WHAT YOU SHOULD DO »
Copy every item below word for word, leaving out the pictures.

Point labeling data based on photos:

BEGIN

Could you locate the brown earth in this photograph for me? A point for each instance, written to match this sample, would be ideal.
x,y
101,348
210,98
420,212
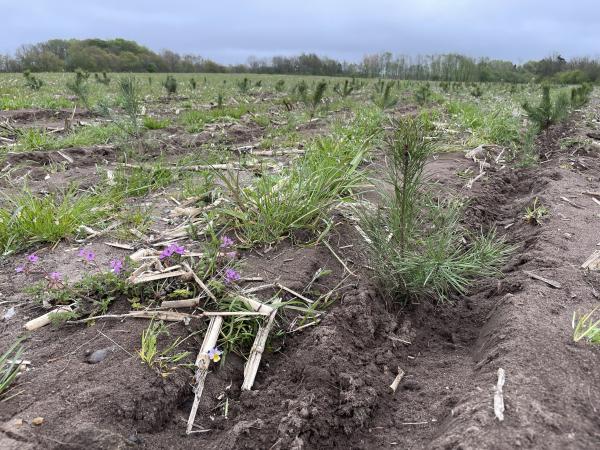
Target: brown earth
x,y
327,386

END

EXERCISE RESULT »
Could you locate the brown earth in this photograph for me? A point for each instance, written to match this sample, would be ideal.
x,y
101,348
210,98
420,212
Target: brown earth
x,y
327,386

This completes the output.